→ **Problem statement**:
Can you convert the records below into a Markdown table with the columns Row and Line, numbering each line in Row and omitting any blank lines?

Position annotation records
↓↓↓
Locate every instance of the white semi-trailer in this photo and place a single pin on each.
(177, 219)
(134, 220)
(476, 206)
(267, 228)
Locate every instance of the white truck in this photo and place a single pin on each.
↑↑↑
→ **Finished exercise**:
| Row | Line |
|---|---|
| 1 | Locate every instance of the white semi-trailer in this photo and place a single pin on each. |
| 2 | (177, 219) |
| 3 | (134, 220) |
| 4 | (476, 206) |
| 5 | (267, 228) |
| 6 | Locate every instance of the white truck in this photo and place a single pin on each. |